Say the data back exactly as it is written below.

RECORDS SHOWN:
━━━━━━━━━━━━━━━━

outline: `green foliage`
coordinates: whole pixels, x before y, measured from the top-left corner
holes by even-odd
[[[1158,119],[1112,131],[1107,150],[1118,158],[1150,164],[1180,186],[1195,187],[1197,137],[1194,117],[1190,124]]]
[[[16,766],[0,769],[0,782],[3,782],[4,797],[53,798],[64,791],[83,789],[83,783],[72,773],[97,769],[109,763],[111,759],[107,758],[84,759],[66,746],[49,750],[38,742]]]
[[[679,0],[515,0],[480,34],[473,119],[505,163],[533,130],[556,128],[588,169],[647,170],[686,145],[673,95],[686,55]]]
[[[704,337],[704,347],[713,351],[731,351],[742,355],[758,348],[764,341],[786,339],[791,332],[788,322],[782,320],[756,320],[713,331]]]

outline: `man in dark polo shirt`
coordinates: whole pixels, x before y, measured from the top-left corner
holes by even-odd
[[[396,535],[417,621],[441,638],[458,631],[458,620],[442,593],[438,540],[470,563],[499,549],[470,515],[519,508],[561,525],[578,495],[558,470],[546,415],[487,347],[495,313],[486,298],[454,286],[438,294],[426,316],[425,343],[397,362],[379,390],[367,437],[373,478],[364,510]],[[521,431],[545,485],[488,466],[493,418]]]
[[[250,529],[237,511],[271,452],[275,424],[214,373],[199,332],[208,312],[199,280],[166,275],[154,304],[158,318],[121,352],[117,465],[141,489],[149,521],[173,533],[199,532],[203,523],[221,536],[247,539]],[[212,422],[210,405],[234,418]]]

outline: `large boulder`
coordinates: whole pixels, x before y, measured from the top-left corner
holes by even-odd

━━━━━━━━━━━━━━━━

YOUR SOLUTION:
outline: `green foliage`
coordinates: whole pixels, x before y, measured from the top-left corner
holes by even-odd
[[[1158,119],[1112,131],[1107,150],[1118,158],[1150,164],[1180,186],[1195,187],[1197,137],[1194,117],[1190,124]]]
[[[16,766],[0,769],[0,782],[3,782],[4,797],[53,798],[64,791],[83,789],[83,783],[72,773],[97,769],[109,763],[111,759],[107,758],[84,759],[66,746],[49,750],[38,742]]]
[[[679,0],[515,0],[480,34],[473,119],[505,163],[533,130],[556,128],[588,169],[647,170],[686,145],[673,95],[686,55]]]
[[[704,337],[704,347],[713,351],[731,351],[742,355],[758,348],[764,341],[786,339],[791,332],[788,322],[782,320],[756,320],[713,331]]]

outline: `man in dark polo shirt`
coordinates: whole pixels, x before y, measured from the top-left corner
holes by even-odd
[[[396,535],[417,621],[441,638],[458,631],[458,620],[442,593],[438,540],[470,563],[499,549],[470,515],[519,508],[561,525],[578,495],[558,470],[546,415],[487,347],[495,313],[486,298],[454,286],[438,294],[426,316],[425,343],[397,362],[379,390],[367,437],[373,478],[364,510]],[[521,431],[545,485],[488,466],[493,418]]]
[[[250,529],[237,511],[271,452],[275,424],[214,373],[199,332],[208,312],[199,280],[166,275],[154,304],[158,318],[121,352],[117,465],[141,489],[149,521],[173,533],[199,532],[203,523],[221,536],[247,539]],[[212,422],[210,405],[234,418]]]

outline: `large boulder`
coordinates: whole pixels, x before y, measured from the top-left corner
holes by even-odd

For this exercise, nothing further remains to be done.